§ Your instructions
Recast everything from the line containing "Exercise. Pick out the female" down to the end of the records below as a JSON list of strings, with one string per line and blank lines left out.

********************

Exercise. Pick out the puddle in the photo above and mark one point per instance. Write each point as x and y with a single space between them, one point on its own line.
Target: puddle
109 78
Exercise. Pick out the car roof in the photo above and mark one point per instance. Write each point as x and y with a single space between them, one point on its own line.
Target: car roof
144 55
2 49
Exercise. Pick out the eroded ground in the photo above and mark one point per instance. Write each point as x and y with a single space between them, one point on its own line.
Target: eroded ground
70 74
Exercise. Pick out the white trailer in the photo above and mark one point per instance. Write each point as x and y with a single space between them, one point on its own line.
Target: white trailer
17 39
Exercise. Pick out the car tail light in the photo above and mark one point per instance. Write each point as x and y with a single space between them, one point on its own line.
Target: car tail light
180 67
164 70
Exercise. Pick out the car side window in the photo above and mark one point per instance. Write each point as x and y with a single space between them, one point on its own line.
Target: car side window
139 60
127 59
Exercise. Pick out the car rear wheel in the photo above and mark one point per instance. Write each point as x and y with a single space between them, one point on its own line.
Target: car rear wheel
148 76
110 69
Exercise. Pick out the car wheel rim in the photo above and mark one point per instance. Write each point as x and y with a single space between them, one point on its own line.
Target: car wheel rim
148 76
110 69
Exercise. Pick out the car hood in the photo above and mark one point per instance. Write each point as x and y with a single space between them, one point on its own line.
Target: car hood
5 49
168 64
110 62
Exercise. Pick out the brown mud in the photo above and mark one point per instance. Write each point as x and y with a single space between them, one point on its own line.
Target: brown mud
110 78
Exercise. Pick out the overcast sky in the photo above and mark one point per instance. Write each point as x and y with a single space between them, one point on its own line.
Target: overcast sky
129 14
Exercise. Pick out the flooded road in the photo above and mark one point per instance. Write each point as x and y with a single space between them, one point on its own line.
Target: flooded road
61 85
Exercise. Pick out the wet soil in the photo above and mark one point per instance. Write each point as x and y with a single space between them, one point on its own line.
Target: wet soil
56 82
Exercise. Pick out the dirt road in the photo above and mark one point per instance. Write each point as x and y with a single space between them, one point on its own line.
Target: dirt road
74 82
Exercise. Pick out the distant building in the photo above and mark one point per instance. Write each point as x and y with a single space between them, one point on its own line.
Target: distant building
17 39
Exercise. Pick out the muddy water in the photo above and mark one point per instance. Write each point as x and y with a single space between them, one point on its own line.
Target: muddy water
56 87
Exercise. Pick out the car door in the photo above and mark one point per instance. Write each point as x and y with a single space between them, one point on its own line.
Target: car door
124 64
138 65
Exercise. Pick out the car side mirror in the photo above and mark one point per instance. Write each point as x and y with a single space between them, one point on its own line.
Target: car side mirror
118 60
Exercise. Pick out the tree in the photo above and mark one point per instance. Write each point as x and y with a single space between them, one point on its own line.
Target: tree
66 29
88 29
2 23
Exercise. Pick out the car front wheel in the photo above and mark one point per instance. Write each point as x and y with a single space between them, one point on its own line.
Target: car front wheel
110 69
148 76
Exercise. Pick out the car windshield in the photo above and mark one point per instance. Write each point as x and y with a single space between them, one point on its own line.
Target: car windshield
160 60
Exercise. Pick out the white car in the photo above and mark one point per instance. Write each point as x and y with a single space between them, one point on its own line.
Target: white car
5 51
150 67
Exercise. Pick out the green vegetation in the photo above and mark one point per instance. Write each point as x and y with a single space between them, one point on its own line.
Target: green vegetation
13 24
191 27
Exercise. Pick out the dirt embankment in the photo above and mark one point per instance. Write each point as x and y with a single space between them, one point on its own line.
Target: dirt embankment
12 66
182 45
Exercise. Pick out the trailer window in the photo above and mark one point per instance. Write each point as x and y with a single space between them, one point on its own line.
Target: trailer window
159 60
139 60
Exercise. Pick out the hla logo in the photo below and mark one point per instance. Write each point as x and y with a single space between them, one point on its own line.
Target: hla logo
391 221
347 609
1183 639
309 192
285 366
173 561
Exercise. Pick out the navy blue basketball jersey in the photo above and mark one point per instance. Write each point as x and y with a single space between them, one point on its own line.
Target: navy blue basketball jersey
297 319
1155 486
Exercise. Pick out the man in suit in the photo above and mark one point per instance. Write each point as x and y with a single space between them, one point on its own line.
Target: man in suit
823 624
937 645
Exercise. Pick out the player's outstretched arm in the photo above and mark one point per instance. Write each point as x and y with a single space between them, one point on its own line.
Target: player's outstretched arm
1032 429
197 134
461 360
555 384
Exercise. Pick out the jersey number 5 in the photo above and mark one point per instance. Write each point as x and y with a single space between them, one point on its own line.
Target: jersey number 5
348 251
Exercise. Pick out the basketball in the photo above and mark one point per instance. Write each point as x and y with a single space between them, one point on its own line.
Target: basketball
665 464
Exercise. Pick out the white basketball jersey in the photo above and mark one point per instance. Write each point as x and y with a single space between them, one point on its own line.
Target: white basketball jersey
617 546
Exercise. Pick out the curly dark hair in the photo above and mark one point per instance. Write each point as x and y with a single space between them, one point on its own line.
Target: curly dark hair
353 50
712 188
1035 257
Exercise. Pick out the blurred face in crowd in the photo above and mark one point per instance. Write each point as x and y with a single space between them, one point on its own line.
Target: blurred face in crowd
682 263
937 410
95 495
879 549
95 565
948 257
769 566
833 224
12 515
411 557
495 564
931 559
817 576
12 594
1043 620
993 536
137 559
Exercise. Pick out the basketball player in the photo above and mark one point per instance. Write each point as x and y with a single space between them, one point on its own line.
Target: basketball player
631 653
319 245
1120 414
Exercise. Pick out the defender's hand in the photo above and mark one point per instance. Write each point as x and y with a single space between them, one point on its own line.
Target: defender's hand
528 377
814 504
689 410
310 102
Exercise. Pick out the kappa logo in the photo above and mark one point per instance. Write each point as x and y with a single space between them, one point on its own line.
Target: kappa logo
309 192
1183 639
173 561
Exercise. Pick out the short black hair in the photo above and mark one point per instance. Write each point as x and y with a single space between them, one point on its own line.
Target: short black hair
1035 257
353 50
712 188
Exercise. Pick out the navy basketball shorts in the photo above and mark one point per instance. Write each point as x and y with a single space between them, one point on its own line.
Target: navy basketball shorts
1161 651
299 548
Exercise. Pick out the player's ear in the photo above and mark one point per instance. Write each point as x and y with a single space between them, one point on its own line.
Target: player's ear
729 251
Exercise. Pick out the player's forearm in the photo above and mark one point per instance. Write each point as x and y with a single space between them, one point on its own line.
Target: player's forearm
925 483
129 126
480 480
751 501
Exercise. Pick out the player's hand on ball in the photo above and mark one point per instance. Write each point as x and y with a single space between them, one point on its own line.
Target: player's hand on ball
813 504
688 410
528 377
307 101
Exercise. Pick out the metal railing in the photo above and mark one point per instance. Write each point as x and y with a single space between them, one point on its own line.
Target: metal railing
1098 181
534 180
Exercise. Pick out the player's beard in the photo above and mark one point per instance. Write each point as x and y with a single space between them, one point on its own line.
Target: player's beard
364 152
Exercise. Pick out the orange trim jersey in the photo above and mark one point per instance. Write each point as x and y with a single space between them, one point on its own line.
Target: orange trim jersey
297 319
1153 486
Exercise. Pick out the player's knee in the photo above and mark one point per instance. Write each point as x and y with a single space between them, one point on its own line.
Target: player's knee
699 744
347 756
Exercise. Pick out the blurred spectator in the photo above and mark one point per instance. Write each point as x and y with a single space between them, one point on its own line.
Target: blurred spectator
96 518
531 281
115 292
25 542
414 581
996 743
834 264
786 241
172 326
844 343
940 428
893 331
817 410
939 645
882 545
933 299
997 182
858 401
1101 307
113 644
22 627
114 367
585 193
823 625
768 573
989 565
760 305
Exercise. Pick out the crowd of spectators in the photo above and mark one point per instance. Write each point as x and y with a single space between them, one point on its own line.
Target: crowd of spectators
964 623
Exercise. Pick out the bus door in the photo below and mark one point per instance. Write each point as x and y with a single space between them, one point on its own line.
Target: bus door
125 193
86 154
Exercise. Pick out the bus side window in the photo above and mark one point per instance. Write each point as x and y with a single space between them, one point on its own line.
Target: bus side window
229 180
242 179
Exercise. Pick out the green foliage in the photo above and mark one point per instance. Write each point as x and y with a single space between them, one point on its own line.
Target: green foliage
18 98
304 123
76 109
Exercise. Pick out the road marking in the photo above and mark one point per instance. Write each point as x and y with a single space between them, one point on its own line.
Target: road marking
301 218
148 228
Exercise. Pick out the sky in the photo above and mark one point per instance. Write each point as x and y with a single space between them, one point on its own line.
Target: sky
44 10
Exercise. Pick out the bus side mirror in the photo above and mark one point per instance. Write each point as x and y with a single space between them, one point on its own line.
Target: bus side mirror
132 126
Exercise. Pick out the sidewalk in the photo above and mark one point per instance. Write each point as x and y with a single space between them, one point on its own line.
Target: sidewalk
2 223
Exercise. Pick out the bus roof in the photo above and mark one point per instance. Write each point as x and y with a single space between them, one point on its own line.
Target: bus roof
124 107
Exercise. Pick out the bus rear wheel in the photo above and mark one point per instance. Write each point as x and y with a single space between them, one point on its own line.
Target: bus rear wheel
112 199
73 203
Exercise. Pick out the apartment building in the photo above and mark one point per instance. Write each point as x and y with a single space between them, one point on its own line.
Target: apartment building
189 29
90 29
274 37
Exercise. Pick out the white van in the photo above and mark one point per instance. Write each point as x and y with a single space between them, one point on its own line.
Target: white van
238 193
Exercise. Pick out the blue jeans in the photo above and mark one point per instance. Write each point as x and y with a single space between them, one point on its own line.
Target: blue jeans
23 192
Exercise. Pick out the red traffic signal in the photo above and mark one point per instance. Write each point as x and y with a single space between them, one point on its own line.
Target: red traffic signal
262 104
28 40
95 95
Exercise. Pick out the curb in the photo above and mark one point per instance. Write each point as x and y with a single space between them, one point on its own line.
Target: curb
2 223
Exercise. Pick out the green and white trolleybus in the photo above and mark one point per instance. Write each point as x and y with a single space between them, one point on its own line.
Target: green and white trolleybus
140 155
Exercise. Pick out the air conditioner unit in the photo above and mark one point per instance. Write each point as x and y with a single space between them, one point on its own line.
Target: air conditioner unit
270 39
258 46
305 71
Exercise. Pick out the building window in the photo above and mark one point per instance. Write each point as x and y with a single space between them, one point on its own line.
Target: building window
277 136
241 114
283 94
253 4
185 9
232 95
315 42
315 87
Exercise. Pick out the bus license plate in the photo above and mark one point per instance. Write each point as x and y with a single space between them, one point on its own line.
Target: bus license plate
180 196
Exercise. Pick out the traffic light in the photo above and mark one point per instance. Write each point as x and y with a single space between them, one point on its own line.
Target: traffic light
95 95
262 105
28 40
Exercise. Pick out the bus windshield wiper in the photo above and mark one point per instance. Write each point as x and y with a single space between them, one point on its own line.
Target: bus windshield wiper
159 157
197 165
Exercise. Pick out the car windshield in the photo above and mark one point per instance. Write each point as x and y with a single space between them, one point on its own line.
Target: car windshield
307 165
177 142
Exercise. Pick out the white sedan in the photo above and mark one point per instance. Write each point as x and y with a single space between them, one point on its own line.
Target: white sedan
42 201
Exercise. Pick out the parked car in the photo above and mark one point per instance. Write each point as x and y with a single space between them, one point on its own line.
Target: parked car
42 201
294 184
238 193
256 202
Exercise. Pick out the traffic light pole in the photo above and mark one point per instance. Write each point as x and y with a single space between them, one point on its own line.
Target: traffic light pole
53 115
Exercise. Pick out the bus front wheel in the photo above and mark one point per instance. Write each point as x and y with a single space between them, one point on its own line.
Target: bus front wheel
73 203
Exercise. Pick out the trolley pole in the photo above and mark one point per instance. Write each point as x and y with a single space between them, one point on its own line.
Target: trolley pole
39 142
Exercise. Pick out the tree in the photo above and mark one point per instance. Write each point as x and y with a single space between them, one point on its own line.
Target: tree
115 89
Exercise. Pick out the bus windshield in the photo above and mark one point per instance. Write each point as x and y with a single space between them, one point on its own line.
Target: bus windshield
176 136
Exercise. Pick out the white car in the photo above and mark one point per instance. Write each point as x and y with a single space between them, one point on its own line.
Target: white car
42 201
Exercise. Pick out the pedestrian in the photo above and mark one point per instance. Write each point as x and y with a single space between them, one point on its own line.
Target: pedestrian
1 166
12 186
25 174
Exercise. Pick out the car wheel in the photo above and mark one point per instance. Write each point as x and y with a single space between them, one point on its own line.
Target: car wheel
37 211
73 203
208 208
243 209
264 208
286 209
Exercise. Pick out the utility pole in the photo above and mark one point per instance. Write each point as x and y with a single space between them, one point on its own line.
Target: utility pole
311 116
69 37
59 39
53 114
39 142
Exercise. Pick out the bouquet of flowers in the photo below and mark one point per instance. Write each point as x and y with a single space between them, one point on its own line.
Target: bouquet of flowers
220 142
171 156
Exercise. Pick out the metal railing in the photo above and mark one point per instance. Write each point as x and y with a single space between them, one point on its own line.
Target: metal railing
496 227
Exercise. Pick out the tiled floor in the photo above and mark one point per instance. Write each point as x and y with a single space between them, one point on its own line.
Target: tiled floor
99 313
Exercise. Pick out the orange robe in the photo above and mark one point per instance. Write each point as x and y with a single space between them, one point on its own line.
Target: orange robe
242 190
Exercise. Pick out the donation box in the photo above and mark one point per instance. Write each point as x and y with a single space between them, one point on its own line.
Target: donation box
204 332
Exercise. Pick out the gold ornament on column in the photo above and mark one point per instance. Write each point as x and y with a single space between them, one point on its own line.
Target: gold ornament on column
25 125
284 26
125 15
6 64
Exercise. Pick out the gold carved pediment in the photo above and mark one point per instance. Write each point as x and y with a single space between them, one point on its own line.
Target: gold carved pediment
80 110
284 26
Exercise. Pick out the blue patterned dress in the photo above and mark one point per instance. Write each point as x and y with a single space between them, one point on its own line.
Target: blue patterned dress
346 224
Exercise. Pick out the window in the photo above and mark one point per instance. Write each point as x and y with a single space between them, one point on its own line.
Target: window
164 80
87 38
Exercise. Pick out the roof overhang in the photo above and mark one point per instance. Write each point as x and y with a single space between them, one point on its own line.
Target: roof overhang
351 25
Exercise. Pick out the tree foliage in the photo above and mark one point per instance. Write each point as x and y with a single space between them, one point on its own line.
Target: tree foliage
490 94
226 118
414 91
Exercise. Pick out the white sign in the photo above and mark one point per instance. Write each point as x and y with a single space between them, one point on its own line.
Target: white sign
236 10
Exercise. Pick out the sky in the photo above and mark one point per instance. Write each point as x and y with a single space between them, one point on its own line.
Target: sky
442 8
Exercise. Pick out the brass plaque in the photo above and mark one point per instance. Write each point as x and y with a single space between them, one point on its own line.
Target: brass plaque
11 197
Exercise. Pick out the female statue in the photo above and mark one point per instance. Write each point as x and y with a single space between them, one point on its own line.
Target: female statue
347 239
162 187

********************

§ Answer below
[
  "Exercise. Pick out the female statue in the photo above and mark one point per instance. Write each point as x and y with a single space between them, one point on its own line.",
  "Target: female statue",
  "347 239",
  "162 187"
]